BEGIN

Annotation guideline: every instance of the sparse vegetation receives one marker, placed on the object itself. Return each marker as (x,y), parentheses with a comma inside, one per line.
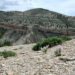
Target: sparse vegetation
(6,54)
(51,41)
(1,33)
(6,43)
(20,47)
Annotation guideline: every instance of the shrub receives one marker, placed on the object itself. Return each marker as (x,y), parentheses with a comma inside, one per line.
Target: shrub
(7,53)
(51,41)
(44,49)
(20,47)
(6,43)
(66,38)
(1,54)
(37,46)
(58,50)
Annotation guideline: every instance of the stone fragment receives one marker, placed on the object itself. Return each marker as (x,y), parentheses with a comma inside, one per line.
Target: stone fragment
(10,73)
(67,58)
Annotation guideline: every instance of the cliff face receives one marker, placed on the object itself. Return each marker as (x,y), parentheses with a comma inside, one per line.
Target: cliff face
(35,25)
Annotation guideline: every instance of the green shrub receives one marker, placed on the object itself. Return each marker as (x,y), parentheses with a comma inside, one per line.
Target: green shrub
(51,41)
(6,43)
(20,47)
(1,54)
(66,38)
(37,46)
(8,53)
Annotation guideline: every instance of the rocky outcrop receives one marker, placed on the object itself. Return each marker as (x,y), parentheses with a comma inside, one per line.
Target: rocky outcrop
(35,25)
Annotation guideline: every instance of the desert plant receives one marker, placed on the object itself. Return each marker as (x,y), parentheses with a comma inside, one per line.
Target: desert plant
(37,46)
(1,54)
(67,38)
(20,47)
(44,49)
(6,43)
(58,50)
(8,53)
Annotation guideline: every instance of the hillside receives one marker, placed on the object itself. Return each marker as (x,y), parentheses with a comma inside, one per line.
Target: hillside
(35,25)
(29,62)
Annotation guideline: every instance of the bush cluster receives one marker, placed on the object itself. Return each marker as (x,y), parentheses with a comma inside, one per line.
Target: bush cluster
(51,41)
(6,43)
(66,38)
(6,54)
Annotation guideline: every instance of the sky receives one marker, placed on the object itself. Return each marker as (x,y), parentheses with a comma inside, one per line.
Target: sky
(66,7)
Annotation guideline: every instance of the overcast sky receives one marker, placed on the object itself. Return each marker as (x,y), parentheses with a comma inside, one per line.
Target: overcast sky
(66,7)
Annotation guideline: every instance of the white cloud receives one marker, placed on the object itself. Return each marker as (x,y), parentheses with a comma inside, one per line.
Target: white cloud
(66,7)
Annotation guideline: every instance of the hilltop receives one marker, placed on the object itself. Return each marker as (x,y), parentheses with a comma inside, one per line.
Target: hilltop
(29,62)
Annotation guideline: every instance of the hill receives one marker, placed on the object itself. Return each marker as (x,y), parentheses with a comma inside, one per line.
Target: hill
(35,25)
(29,62)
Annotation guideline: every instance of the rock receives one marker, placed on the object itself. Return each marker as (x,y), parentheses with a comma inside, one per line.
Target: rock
(67,58)
(1,58)
(10,73)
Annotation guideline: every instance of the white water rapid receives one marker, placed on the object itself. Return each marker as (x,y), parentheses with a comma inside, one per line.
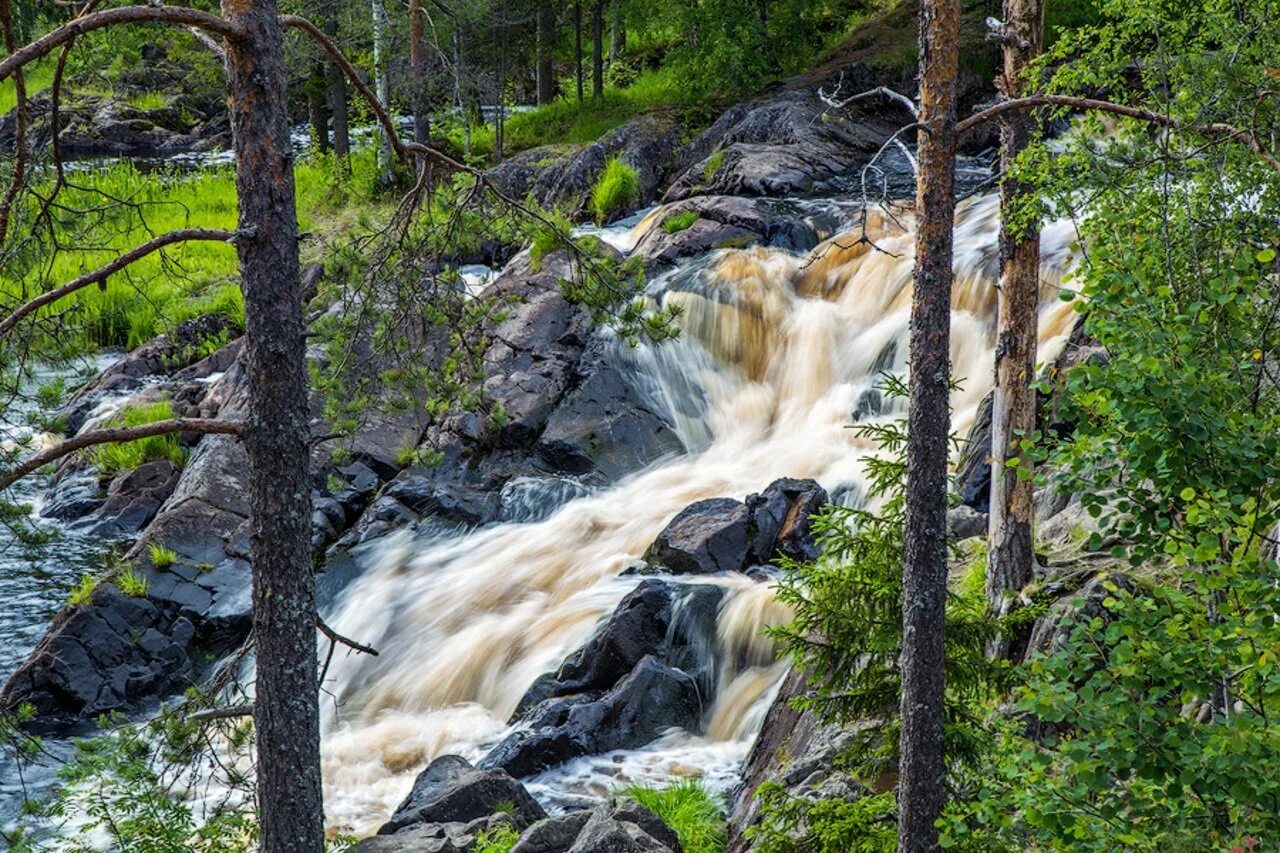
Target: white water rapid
(763,383)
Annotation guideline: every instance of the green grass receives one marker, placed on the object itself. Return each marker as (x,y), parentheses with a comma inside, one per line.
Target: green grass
(616,190)
(694,813)
(126,456)
(82,592)
(187,279)
(161,557)
(132,584)
(679,222)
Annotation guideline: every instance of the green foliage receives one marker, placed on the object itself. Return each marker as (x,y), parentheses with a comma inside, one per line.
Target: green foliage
(82,592)
(848,633)
(124,456)
(616,190)
(837,825)
(132,583)
(679,222)
(161,557)
(694,813)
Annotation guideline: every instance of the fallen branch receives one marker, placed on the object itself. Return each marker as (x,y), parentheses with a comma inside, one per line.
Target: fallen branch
(205,425)
(101,274)
(176,16)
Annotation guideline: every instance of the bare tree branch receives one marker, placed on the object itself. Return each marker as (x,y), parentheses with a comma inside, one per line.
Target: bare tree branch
(101,274)
(177,16)
(205,425)
(1217,128)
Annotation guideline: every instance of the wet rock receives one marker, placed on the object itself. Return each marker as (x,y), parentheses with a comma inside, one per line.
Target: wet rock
(965,523)
(650,701)
(722,222)
(781,145)
(704,538)
(452,790)
(670,621)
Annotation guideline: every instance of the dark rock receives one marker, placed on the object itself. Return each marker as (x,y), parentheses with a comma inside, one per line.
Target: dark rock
(451,790)
(723,222)
(704,538)
(650,701)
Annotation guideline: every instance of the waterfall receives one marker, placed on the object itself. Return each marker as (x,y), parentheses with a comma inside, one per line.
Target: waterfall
(777,354)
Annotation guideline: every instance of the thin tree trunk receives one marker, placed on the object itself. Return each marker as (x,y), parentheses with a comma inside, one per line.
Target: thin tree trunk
(577,48)
(617,33)
(318,108)
(598,49)
(924,575)
(286,710)
(544,69)
(382,82)
(417,73)
(337,91)
(1013,413)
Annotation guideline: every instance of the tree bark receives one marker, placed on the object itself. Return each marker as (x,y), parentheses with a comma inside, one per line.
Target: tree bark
(417,72)
(337,90)
(382,82)
(545,36)
(275,434)
(1013,414)
(924,575)
(598,49)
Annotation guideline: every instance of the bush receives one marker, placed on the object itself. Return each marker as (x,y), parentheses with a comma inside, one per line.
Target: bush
(679,222)
(616,190)
(694,813)
(126,456)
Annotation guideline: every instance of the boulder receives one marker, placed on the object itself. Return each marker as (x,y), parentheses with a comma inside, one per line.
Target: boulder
(453,792)
(649,702)
(704,538)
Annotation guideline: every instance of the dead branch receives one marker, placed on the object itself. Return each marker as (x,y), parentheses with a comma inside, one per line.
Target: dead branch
(176,16)
(1089,104)
(204,425)
(103,273)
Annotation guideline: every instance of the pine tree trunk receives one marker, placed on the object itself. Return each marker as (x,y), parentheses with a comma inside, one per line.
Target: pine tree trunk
(924,575)
(544,69)
(337,91)
(1013,413)
(286,708)
(598,49)
(417,72)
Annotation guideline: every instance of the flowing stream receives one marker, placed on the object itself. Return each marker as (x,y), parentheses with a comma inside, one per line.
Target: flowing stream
(777,354)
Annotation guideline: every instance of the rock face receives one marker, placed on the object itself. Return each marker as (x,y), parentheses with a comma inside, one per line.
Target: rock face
(781,145)
(723,222)
(562,177)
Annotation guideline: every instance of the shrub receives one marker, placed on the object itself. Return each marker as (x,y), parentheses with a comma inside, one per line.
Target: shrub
(161,557)
(616,190)
(83,591)
(694,813)
(679,222)
(124,456)
(132,583)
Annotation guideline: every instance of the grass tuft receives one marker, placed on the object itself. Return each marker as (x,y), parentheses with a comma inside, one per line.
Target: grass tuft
(694,813)
(616,190)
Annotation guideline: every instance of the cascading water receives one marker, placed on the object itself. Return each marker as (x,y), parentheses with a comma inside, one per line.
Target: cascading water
(778,352)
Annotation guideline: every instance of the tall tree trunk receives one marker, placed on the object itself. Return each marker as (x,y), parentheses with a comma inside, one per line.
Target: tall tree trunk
(337,91)
(924,575)
(417,73)
(382,83)
(277,430)
(617,32)
(598,49)
(577,48)
(1013,413)
(545,71)
(318,108)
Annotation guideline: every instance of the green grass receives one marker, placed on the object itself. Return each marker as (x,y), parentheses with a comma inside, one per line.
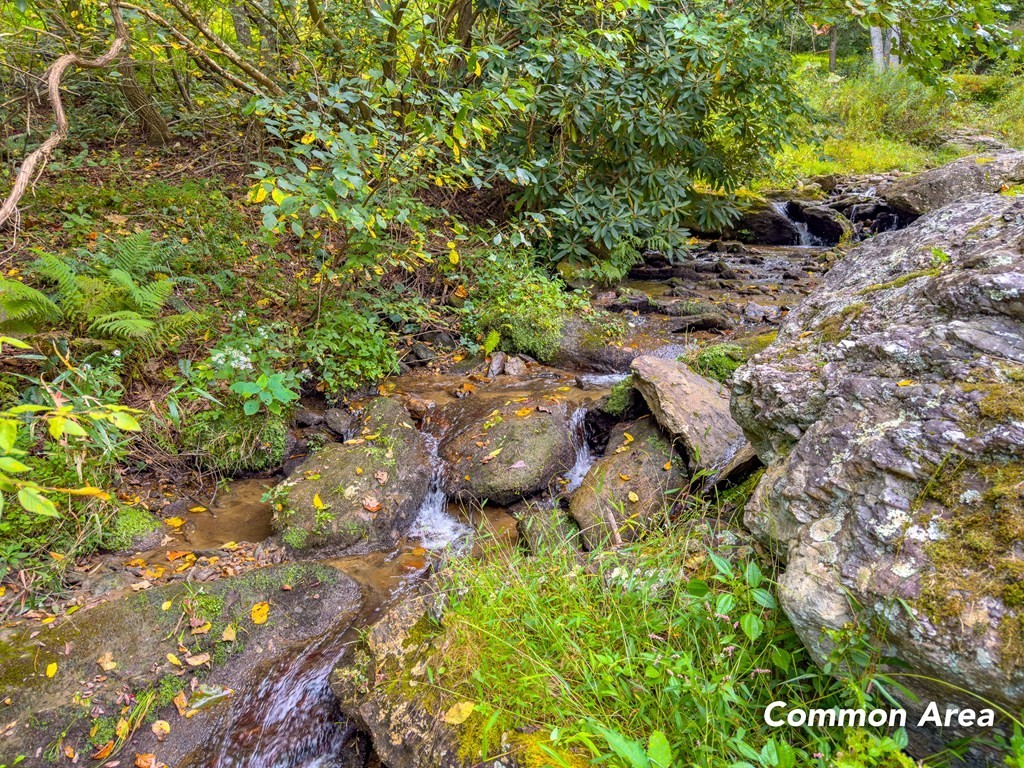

END

Your goal — Collect every line of the rows above that contains the word "tall", and copy each one in full.

The reply —
Annotation guideline: every instance of the tall tree trunk receives one marker, placed on the object itself. Return each marker as (x,y), parentheses with a comma inside, one per line.
Target: tall tree trunk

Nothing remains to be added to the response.